Start of Data records
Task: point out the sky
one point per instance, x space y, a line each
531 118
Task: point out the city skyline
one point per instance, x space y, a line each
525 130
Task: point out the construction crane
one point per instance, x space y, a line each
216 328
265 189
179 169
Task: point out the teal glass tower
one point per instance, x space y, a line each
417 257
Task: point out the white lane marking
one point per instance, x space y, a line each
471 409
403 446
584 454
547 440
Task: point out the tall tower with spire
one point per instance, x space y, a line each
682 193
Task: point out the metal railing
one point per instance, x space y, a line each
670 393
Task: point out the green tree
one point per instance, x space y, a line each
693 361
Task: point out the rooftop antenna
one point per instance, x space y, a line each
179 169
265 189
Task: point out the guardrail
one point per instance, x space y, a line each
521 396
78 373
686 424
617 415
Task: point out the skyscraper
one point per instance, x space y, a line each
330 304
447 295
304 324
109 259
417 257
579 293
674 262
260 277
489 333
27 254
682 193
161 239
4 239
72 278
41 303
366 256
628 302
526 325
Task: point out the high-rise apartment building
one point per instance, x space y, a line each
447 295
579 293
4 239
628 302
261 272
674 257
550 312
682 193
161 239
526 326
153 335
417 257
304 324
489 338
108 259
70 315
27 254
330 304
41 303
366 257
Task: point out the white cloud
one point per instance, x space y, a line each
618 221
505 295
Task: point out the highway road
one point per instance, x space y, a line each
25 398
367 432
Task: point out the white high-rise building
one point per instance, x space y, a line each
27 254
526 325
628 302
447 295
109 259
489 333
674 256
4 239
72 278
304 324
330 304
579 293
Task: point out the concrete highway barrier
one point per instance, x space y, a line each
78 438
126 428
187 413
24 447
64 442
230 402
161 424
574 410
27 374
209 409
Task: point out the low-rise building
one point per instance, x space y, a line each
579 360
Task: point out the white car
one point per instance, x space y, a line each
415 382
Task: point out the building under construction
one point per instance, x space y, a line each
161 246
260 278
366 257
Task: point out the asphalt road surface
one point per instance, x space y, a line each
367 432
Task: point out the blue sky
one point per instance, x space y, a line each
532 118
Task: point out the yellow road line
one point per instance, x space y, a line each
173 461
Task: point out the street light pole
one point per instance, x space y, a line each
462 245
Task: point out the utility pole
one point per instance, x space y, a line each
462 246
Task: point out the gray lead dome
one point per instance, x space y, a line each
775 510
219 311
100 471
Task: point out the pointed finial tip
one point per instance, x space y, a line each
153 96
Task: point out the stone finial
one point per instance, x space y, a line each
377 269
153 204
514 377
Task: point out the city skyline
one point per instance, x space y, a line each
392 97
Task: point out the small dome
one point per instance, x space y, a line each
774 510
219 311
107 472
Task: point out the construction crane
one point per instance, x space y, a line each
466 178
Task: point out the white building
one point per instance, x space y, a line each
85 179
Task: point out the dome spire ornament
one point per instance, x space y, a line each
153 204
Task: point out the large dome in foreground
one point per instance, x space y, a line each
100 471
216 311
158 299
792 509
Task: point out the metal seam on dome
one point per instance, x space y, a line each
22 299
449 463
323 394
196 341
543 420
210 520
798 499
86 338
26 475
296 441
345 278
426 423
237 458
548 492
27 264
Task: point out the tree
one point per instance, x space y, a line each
End of Data records
**Exercise details:**
Copy each line of the listing that contains the string "pole".

**Task solution:**
Task: point out the street light pole
Task: point out the utility pole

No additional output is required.